> [THE TASK]: Copy these lines again, swapping "pixel coordinates" for "pixel positions" everywhere it occurs and leaving the rest unchanged.

> [EXERCISE DATA]:
----

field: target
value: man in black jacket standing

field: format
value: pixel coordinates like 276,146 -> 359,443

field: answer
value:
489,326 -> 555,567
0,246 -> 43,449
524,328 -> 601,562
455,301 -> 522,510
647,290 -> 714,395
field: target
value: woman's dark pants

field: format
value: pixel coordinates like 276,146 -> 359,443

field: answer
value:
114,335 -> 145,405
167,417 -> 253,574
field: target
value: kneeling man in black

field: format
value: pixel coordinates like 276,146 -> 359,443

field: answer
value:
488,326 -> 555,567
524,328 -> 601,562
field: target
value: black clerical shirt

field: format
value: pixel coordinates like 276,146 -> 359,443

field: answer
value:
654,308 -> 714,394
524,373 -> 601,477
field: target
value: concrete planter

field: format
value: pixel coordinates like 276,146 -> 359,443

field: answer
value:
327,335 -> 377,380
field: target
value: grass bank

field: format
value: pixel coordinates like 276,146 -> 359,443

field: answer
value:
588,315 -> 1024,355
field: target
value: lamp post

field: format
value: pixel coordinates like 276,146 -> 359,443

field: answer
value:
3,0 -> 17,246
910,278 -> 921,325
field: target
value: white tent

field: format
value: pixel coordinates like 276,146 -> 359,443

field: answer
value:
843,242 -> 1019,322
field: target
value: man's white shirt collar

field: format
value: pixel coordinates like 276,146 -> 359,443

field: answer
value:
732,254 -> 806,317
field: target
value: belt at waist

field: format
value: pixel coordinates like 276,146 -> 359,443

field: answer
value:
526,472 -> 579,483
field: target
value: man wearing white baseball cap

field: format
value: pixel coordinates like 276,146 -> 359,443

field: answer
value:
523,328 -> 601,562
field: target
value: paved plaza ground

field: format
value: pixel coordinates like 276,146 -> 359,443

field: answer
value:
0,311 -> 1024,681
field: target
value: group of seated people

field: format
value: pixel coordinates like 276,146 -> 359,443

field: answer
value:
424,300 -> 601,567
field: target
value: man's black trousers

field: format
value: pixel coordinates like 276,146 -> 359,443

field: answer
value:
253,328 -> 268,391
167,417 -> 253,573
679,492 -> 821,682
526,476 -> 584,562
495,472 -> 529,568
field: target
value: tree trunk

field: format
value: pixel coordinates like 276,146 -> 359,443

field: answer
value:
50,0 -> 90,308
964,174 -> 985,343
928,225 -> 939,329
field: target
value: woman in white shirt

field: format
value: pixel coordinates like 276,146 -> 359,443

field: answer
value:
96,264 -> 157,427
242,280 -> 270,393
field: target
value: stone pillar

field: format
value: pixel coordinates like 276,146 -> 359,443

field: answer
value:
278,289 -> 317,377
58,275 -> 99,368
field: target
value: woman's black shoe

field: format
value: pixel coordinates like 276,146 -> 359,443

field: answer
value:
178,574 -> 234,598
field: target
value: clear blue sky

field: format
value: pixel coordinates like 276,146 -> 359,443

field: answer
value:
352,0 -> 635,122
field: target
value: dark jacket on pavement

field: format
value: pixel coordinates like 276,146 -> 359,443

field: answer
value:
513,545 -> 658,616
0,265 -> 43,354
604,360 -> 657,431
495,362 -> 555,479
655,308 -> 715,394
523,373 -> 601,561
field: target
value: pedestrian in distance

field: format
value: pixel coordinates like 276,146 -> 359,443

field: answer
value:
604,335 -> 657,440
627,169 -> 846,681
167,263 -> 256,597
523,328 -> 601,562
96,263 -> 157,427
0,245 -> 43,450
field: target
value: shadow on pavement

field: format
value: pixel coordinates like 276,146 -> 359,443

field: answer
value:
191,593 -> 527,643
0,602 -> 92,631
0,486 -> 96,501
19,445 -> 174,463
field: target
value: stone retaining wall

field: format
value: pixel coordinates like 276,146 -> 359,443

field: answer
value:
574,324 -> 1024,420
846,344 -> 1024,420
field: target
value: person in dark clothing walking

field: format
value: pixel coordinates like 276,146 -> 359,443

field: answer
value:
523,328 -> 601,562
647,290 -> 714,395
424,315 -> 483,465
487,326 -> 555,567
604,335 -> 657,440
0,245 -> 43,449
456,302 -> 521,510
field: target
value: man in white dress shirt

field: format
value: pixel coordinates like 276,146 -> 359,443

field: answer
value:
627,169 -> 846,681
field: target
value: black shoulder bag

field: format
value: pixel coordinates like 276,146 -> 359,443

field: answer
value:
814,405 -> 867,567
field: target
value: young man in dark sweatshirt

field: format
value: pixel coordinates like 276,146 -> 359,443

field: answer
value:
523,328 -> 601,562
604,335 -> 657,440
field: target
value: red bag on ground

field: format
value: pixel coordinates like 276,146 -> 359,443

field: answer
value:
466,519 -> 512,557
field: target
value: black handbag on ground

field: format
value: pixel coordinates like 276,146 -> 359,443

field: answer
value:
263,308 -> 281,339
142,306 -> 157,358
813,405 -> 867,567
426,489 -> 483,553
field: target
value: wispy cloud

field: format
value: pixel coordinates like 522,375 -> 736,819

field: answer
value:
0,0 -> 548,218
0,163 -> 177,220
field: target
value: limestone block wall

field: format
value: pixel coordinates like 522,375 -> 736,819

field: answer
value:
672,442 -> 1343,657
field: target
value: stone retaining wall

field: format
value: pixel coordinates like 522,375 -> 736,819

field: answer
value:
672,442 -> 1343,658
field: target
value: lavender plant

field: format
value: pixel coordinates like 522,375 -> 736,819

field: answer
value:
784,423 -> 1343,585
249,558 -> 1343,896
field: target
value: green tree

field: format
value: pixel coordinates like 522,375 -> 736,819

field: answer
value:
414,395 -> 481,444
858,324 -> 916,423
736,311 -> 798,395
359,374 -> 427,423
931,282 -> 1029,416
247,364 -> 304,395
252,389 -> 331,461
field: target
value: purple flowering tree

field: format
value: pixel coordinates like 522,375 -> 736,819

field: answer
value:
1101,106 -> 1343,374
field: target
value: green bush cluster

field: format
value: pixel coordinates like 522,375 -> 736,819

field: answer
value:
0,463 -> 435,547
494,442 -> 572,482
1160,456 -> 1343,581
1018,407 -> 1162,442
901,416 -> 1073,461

----

> [EXERCISE RESPONSE]:
field: target
value: man in black jacket standing

field: format
value: pixel positions like 276,146 -> 359,443

field: answer
value:
489,326 -> 555,567
0,246 -> 43,449
524,328 -> 601,562
455,301 -> 522,510
647,290 -> 714,395
field: target
value: woman's dark pants

field: format
value: pixel positions like 276,146 -> 359,443

field: answer
value:
114,335 -> 145,405
167,417 -> 253,574
field: target
value: kneeling man in black

field: format
value: pixel positions like 276,146 -> 359,443

field: answer
value:
488,326 -> 555,567
524,328 -> 601,562
field: target
value: black clerical shirt

field: format
value: pixel positions like 276,146 -> 359,443

field: answer
value:
654,308 -> 714,394
524,373 -> 601,477
field: target
value: concrete planter

field: format
value: pixel positions like 276,146 -> 359,443

field: answer
value:
327,335 -> 377,380
field: target
value: grass bank

field: format
value: pixel positions like 276,146 -> 359,443

field: answer
value:
588,315 -> 1024,355
field: target
value: lamp post

field: format
value: pixel positions like 276,146 -> 359,443

field: answer
value:
3,0 -> 17,246
910,278 -> 921,325
field: target
value: white tent

field: format
value: pixel positions like 276,146 -> 359,443

field: answer
value:
843,242 -> 1019,322
field: target
value: man's white shirt collar

field: format
value: pixel positions like 276,146 -> 359,443

field: answer
value:
732,254 -> 806,317
field: target
value: belt at waist

field: format
value: pixel positions like 276,146 -> 359,443

field: answer
value:
526,472 -> 579,483
field: target
value: man wearing white baseball cap

field: format
value: pixel positions like 276,146 -> 359,443

field: answer
value:
523,328 -> 601,562
field: target
value: paved plaza ground

field: format
value: pixel positions like 276,146 -> 359,443

field: answer
value:
0,311 -> 1024,681
field: target
value: group of seated people

field: format
value: pixel positions like 276,146 -> 359,443

field: answer
value:
424,300 -> 601,567
field: target
value: man's black trousers

field: format
value: pixel positions like 276,146 -> 359,443

field: answer
value:
253,328 -> 268,391
167,417 -> 253,573
679,492 -> 821,682
526,476 -> 584,562
495,472 -> 529,568
field: target
value: tree trunk

field: format
value: pixel positions like 276,146 -> 359,443

field: answer
value:
50,0 -> 90,308
964,174 -> 985,343
928,225 -> 939,329
field: target
value: woman in white shirt

field: format
value: pixel positions like 276,146 -> 359,443

field: answer
value:
96,264 -> 157,427
242,280 -> 270,393
field: target
value: stone pillar

field: format
value: pixel positions like 276,146 -> 359,443

field: answer
value:
278,289 -> 317,377
58,275 -> 99,368
field: target
value: woman's black shoe

field: format
value: pixel positions like 276,146 -> 359,443

field: answer
value:
178,574 -> 234,598
field: target
value: clear blue sky

field: format
value: pixel positions like 276,146 -> 359,443

field: answer
value:
352,0 -> 635,122
field: target
value: dark jacket on pavement

field: format
value: pixel positions like 276,146 -> 359,443

field: answer
value:
513,545 -> 658,616
0,265 -> 43,354
604,360 -> 657,431
495,362 -> 555,479
655,308 -> 715,394
523,373 -> 601,561
field: target
value: pedestrian in distance

field: format
value: pixel positions like 276,146 -> 359,443

field: answer
value:
604,335 -> 657,440
627,169 -> 846,681
167,263 -> 256,597
523,328 -> 601,562
96,263 -> 157,427
0,245 -> 43,450
field: target
value: shadow on pavement

field: format
value: pixel positions like 276,146 -> 359,443

field: answer
value:
191,593 -> 527,643
0,602 -> 92,631
0,486 -> 96,501
19,445 -> 174,463
field: target
value: stone retaining wall

field: format
value: pixel positions like 276,146 -> 359,443

field: answer
value:
574,324 -> 1024,420
846,344 -> 1024,420
field: target
value: person in dark clothing walking

field: format
value: pixel positions like 276,146 -> 359,443

field: answer
value:
523,328 -> 601,562
647,290 -> 714,395
424,315 -> 483,465
487,326 -> 555,567
604,335 -> 657,440
0,245 -> 43,449
456,302 -> 521,510
field: target
value: man in white dress shirt

field: format
value: pixel positions like 276,146 -> 359,443

field: answer
value:
627,169 -> 846,681
field: target
value: black shoulder bag

field: format
value: pixel positions like 276,146 -> 359,443

field: answer
value:
814,405 -> 867,567
field: target
value: young man in dark sweatshirt

field: format
value: pixel positions like 276,146 -> 359,443

field: answer
value:
523,328 -> 601,562
604,335 -> 657,440
field: target
value: red bag on ground

field: format
value: pixel positions like 276,146 -> 359,443

field: answer
value:
466,519 -> 512,557
field: target
value: black handbag on ground

field: format
value: pixel positions like 276,146 -> 359,443

field: answer
value:
263,308 -> 281,339
142,306 -> 157,358
813,405 -> 867,567
426,489 -> 483,553
field: target
value: wispy cloud

field: format
value: pixel positions like 522,375 -> 736,819

field: answer
value:
0,0 -> 548,218
0,163 -> 177,220
field: target
value: limestone block wall

field: format
value: pixel positions like 522,375 -> 736,819

field: answer
value:
672,442 -> 1343,657
field: target
value: stone retaining wall

field: format
value: pixel positions like 522,375 -> 736,819

field: answer
value:
672,442 -> 1343,658
field: target
value: lavender plant

field: format
value: pixel positions like 522,375 -> 736,819

field: answer
value:
784,423 -> 1343,585
249,558 -> 1343,896
field: target
value: green tree

field: format
value: pixel positions like 522,375 -> 736,819

field: answer
value:
414,395 -> 481,444
858,324 -> 916,423
736,311 -> 798,395
359,374 -> 427,423
931,282 -> 1029,416
247,364 -> 304,395
252,389 -> 331,461
field: target
value: purple flowering tree

field: format
value: pixel positions like 522,375 -> 736,819

field: answer
value:
1101,106 -> 1343,374
field: target
value: green bush cluster

field: format
value: pixel positions like 522,375 -> 736,819

field: answer
value:
0,463 -> 435,547
494,442 -> 572,482
1160,456 -> 1343,581
1018,407 -> 1162,442
901,416 -> 1073,461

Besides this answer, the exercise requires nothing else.